Task requirements ▸ Convert all of the rows below into a numbered list, omitting any blank lines. Leave the pictures out of the answer.

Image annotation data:
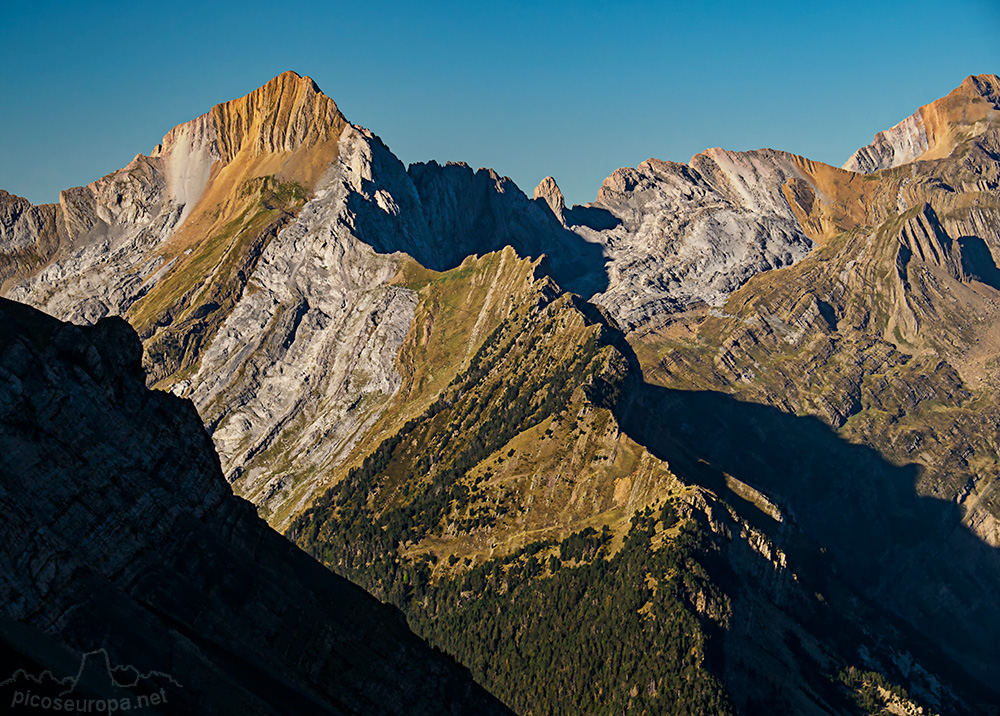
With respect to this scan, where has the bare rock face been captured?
[186,128,425,524]
[844,75,1000,174]
[0,300,507,714]
[534,177,566,221]
[844,111,928,174]
[574,149,812,329]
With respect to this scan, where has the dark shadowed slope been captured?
[0,300,506,714]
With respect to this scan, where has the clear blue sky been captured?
[0,0,1000,203]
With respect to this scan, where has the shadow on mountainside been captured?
[387,161,620,297]
[619,374,1000,691]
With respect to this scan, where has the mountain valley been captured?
[0,72,1000,714]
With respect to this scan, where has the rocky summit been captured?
[0,72,1000,714]
[0,299,509,714]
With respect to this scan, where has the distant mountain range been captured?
[0,72,1000,714]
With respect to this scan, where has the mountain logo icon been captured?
[0,649,183,714]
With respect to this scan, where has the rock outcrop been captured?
[844,75,1000,174]
[0,300,508,714]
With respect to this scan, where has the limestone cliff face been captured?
[576,149,812,329]
[844,75,1000,174]
[0,300,507,714]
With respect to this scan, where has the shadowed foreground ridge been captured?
[0,300,507,714]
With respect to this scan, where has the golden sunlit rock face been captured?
[0,72,1000,714]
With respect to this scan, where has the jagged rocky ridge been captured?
[4,75,997,712]
[0,300,508,714]
[0,73,828,524]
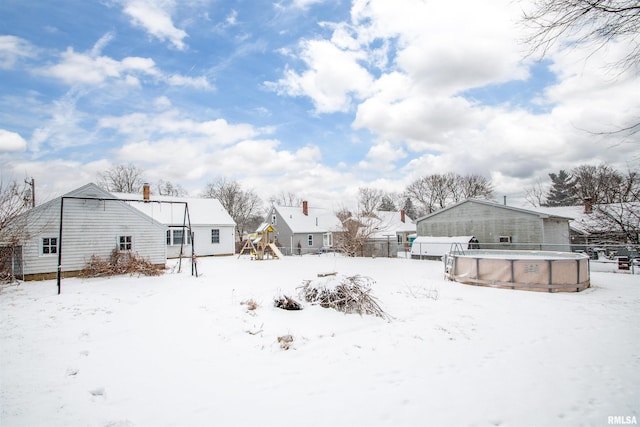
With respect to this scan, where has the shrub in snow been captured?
[278,335,293,350]
[273,295,302,310]
[240,299,260,311]
[298,275,389,319]
[80,249,163,277]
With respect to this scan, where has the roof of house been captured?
[537,202,640,235]
[114,193,236,226]
[273,206,342,233]
[416,199,573,222]
[536,205,593,234]
[370,211,416,239]
[16,182,169,232]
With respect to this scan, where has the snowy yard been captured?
[0,255,640,427]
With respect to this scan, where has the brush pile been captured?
[298,275,390,319]
[273,295,302,310]
[79,249,163,277]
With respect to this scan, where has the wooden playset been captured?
[238,223,283,260]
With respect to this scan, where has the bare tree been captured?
[523,0,640,69]
[269,191,302,207]
[358,187,384,213]
[454,174,494,202]
[406,176,436,215]
[405,172,493,215]
[571,163,623,204]
[0,177,31,282]
[98,163,144,193]
[524,179,548,208]
[0,178,31,243]
[156,180,188,197]
[334,209,389,257]
[202,178,264,238]
[588,201,640,245]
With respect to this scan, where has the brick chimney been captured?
[584,197,593,214]
[142,182,151,202]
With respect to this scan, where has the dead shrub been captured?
[79,249,163,278]
[278,335,293,350]
[273,295,302,310]
[298,275,390,319]
[240,299,260,311]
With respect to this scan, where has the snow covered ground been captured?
[0,255,640,427]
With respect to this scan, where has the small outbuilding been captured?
[417,199,571,252]
[411,236,478,260]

Task output ▸
1. With respect to this scan, where has the bare rock face been captured?
2. [186,128,425,524]
3. [844,75,1000,174]
4. [0,300,507,714]
5. [534,177,566,221]
6. [844,111,928,174]
7. [574,149,812,329]
8. With respect to this scan, where has the dark shadowed slope been captured?
9. [0,300,506,714]
10. With respect to this scan, where has the clear blue sky been captured?
11. [0,0,1000,203]
12. With respect to this scan, where has the shadow on mountainside been captured?
13. [387,161,620,297]
14. [619,374,1000,691]
15. With respect to this scan, where has the mountain valley been captured?
16. [0,72,1000,714]
17. With respect to this scan, where has the rocky summit been captured?
18. [0,72,1000,714]
19. [0,299,509,714]
20. With respect to this scan, where has the distant mountain range been captured?
21. [0,72,1000,714]
22. With respect to this scan, where has the mountain logo icon been captured?
23. [0,649,183,714]
24. With respect to this scan, where has the rock outcrop been captured?
25. [844,75,1000,174]
26. [0,300,508,714]
27. With respect to this scan, where has the limestone cliff face been captured?
28. [576,149,812,329]
29. [844,75,1000,174]
30. [0,300,507,714]
31. With respect to this scan, where has the shadowed foreground ridge been captured?
32. [0,300,507,714]
33. With respect to this scan, where has the golden sunlit rock face been captured?
34. [0,72,1000,714]
35. With respect to this scan, where has the jagged rocky ridge been captured?
36. [4,75,997,712]
37. [0,300,508,714]
38. [0,73,828,524]
39. With respect to this scan, where has the shrub in snow been captured?
40. [278,335,293,350]
41. [273,295,302,310]
42. [240,299,260,311]
43. [298,275,389,319]
44. [80,249,163,277]
45. With respect to this scan, where has the roof of house been captured?
46. [537,202,640,235]
47. [114,193,236,226]
48. [273,206,342,233]
49. [416,199,573,222]
50. [536,205,593,234]
51. [370,211,416,239]
52. [16,182,169,232]
53. With respect to this scan, where has the snowy yard been captured?
54. [0,255,640,427]
55. With respect to this scan, where has the brush pile been captured?
56. [298,275,390,319]
57. [273,295,302,310]
58. [79,249,163,277]
59. With respect to this scan, where has the wooden playset been captured?
60. [238,223,283,260]
61. With respect to this scan, where has the bare tree been captured?
62. [523,0,640,69]
63. [269,191,302,207]
64. [358,187,384,213]
65. [454,174,494,202]
66. [406,176,436,215]
67. [405,172,493,215]
68. [571,163,623,204]
69. [0,177,31,282]
70. [98,163,144,193]
71. [524,179,548,208]
72. [0,178,31,243]
73. [156,180,188,197]
74. [334,209,389,257]
75. [202,178,264,238]
76. [588,201,640,245]
77. With respect to this scan, where has the brick chimney been captured?
78. [584,197,593,214]
79. [142,182,151,202]
80. With respect to this scan, where has the dead shrub been captured?
81. [79,249,163,278]
82. [278,335,293,350]
83. [273,295,302,310]
84. [298,275,390,319]
85. [240,299,260,311]
86. With respect to this scan, where has the snow covered ground been captured?
87. [0,255,640,427]
88. With respect to this scan, where has the small outbuilding been captured?
89. [417,199,571,252]
90. [411,236,478,260]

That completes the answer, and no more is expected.